Records from a collection

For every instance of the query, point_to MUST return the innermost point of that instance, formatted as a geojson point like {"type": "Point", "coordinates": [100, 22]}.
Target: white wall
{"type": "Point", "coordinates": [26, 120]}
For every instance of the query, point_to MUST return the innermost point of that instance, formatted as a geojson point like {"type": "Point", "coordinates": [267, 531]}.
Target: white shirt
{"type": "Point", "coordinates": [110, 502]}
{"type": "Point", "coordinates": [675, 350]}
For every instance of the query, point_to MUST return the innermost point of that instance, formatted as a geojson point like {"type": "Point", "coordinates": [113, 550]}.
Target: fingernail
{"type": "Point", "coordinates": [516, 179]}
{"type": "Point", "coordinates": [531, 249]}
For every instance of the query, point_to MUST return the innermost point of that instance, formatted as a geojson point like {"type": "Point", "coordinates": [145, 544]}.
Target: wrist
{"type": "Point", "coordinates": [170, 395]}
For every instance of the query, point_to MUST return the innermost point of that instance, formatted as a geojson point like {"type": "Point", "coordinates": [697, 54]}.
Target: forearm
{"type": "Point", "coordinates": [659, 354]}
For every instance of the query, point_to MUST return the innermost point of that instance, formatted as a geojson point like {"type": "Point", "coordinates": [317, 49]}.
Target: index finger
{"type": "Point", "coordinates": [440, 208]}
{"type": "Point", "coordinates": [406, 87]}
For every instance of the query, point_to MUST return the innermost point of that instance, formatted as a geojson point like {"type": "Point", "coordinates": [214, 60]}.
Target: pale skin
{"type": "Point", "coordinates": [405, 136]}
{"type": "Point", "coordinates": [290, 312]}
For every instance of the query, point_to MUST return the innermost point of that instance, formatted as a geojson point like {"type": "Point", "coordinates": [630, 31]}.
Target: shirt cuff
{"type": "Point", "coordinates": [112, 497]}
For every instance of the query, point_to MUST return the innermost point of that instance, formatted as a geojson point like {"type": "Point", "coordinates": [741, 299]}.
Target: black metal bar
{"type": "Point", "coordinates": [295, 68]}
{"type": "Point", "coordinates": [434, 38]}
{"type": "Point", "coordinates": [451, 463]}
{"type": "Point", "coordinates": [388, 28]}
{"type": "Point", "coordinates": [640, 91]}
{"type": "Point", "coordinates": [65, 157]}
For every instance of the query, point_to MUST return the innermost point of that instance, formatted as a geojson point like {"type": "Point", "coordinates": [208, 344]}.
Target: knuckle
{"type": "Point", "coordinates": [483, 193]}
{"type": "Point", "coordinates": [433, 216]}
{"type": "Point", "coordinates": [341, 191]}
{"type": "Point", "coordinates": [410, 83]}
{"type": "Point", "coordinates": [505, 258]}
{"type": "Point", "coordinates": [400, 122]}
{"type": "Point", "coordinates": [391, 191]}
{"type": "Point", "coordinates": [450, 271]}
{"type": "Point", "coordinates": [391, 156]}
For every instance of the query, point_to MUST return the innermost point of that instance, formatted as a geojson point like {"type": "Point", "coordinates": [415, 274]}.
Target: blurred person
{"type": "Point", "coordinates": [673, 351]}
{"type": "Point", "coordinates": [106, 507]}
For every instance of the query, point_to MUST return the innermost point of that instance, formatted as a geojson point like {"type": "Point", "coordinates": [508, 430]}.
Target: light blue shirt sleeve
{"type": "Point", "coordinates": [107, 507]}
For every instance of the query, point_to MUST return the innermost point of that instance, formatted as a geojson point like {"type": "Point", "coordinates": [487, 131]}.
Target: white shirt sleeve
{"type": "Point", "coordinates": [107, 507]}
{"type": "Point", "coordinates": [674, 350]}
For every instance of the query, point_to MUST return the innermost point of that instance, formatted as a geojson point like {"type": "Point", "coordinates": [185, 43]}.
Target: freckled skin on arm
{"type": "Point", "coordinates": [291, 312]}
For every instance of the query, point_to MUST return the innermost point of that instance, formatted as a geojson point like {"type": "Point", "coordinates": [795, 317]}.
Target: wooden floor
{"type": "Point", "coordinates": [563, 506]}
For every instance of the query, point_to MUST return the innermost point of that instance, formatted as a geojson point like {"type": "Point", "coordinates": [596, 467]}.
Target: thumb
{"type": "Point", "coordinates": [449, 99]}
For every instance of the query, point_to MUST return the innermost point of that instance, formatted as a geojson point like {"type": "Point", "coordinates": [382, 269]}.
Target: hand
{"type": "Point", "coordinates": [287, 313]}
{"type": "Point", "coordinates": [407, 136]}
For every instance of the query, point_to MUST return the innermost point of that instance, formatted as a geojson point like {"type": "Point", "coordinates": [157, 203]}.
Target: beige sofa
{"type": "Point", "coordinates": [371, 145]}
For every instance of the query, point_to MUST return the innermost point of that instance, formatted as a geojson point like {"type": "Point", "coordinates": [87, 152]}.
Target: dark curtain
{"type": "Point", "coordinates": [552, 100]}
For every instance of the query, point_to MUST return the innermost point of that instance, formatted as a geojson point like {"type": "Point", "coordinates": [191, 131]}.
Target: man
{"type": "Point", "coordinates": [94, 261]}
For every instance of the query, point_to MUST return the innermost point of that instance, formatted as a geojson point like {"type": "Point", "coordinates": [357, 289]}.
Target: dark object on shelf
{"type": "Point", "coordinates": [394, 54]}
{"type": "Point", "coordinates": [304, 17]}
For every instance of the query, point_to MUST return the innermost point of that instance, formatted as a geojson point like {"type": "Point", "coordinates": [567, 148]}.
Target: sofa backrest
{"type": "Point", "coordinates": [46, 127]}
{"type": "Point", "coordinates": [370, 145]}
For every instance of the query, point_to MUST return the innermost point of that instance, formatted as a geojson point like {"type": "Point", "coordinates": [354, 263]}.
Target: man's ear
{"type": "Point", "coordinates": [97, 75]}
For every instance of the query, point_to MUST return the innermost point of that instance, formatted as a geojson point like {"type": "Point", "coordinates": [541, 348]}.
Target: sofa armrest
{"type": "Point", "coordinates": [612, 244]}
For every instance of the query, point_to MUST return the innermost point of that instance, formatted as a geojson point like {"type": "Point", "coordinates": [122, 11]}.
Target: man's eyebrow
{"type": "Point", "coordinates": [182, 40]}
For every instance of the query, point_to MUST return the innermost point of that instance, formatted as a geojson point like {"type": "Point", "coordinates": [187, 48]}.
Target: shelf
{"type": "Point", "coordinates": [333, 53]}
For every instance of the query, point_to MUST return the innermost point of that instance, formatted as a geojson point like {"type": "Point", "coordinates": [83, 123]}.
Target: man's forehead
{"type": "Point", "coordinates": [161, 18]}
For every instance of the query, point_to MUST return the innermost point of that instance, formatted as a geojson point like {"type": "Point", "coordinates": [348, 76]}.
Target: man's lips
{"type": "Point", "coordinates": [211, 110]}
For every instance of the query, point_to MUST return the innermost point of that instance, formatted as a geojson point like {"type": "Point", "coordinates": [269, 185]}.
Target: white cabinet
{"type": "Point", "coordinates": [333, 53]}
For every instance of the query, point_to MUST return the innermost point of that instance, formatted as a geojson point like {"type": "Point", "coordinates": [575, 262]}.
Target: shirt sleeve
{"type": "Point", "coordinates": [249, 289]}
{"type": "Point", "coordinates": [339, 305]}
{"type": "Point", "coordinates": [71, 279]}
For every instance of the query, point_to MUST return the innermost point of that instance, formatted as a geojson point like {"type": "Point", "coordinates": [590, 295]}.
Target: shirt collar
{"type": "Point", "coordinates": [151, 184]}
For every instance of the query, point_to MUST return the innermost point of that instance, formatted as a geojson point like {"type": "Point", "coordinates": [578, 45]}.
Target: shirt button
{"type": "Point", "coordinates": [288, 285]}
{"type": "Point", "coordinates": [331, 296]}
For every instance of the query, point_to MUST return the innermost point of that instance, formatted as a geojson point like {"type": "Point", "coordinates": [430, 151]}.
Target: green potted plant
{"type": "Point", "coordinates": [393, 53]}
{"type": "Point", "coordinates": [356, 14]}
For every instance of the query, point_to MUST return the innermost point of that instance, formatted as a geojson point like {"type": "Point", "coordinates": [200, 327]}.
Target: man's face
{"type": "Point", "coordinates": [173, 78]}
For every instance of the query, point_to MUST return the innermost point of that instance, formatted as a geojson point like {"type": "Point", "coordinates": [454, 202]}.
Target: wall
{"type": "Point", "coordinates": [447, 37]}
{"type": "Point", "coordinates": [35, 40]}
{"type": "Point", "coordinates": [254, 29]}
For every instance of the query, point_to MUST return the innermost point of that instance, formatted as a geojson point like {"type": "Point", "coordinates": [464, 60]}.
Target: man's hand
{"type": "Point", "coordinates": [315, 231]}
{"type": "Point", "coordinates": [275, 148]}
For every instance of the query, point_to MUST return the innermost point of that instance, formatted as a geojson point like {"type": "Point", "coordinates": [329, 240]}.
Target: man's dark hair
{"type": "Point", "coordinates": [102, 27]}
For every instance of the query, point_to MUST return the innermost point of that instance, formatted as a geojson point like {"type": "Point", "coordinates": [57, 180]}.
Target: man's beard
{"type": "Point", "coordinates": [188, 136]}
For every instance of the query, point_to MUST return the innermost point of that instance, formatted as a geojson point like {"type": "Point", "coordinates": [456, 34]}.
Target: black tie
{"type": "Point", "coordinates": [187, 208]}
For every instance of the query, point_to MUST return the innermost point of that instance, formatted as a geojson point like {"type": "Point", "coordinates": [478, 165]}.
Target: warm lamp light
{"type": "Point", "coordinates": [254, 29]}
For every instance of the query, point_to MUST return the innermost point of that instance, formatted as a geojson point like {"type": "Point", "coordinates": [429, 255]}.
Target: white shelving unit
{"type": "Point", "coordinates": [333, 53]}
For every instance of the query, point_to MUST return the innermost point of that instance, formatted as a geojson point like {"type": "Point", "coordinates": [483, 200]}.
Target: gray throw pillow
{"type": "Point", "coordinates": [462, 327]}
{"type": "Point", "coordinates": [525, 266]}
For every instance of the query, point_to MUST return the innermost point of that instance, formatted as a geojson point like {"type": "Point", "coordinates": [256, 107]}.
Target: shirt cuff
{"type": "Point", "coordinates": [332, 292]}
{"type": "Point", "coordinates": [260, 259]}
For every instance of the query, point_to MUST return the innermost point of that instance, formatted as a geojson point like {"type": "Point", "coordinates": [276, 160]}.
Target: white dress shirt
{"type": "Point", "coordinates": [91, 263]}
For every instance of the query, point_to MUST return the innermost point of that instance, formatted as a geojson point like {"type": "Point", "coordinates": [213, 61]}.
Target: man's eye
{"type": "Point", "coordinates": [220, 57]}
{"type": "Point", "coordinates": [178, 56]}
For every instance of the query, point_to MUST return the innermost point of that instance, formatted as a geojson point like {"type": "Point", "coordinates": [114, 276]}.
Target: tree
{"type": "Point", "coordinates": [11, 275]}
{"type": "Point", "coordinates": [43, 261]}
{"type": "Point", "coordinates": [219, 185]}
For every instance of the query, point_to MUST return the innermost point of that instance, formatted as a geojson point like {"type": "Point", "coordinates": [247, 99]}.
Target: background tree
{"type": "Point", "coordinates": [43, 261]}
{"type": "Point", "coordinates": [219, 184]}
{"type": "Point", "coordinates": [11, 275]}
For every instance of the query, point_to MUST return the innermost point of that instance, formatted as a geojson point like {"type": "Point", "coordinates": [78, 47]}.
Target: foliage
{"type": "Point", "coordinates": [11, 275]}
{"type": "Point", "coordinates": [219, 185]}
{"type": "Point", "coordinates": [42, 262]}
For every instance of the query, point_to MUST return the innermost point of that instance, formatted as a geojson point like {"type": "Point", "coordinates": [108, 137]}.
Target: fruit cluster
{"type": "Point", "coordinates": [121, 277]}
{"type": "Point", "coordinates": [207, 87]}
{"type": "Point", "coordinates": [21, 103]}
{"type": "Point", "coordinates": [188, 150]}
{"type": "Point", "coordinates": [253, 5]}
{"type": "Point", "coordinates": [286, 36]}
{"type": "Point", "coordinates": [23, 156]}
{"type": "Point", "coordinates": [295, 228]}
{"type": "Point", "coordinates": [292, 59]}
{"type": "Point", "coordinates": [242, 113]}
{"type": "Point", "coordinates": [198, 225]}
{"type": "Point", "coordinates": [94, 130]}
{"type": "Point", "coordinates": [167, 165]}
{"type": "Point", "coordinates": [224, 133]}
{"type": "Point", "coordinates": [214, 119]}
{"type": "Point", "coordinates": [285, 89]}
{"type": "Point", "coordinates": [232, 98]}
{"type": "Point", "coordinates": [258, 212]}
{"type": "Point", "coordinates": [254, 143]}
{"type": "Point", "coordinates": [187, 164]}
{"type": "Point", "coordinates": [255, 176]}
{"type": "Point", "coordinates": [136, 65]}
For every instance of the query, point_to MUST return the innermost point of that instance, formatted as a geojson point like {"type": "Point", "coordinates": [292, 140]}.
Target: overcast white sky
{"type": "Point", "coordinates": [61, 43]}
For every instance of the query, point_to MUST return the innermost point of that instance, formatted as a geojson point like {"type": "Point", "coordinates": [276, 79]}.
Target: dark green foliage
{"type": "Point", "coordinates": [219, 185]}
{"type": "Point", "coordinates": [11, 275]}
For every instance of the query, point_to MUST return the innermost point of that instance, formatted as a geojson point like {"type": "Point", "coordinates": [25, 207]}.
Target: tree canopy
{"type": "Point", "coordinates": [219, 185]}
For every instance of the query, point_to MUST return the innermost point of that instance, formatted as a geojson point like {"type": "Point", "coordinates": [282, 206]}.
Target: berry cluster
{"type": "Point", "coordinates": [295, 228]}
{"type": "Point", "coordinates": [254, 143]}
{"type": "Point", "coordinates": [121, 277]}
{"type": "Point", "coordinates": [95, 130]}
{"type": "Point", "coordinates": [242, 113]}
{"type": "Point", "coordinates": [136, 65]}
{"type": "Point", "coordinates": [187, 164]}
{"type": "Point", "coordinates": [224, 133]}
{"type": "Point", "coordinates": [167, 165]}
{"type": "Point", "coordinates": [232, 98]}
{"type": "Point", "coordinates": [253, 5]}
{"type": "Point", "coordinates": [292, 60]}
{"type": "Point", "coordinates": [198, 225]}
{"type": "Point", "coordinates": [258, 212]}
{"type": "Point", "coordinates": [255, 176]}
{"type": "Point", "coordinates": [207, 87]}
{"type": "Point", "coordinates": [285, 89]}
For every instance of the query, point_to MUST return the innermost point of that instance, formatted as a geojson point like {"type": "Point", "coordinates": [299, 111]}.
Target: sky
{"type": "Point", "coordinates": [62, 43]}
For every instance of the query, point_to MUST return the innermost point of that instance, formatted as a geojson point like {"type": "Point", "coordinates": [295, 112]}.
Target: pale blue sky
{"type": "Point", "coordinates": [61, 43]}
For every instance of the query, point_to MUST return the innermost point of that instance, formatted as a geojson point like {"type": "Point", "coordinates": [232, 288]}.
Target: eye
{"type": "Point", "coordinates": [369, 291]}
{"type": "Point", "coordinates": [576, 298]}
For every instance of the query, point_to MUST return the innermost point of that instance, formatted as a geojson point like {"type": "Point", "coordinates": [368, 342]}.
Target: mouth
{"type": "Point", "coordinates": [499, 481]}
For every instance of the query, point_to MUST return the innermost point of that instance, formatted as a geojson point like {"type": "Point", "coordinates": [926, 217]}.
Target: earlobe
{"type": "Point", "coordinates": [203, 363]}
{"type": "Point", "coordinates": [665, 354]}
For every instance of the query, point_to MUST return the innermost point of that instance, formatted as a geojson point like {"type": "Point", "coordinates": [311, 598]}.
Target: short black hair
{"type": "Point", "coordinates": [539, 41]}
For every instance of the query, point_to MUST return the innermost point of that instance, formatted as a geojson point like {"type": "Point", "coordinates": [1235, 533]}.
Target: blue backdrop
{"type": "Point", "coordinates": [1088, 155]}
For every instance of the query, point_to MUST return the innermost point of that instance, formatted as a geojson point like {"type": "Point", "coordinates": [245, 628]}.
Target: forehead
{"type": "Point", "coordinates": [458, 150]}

EXERCISE: Pick out and copy every line above that contains the string "shirt". Letter case matters.

EXERCISE RESPONSE:
Target: white shirt
Target: shirt cuff
Target: light blue shirt sleeve
Target: white shirt sleeve
Target: shirt sleeve
Target: shirt collar
Target: shirt button
Target: shirt cuff
Target: white dress shirt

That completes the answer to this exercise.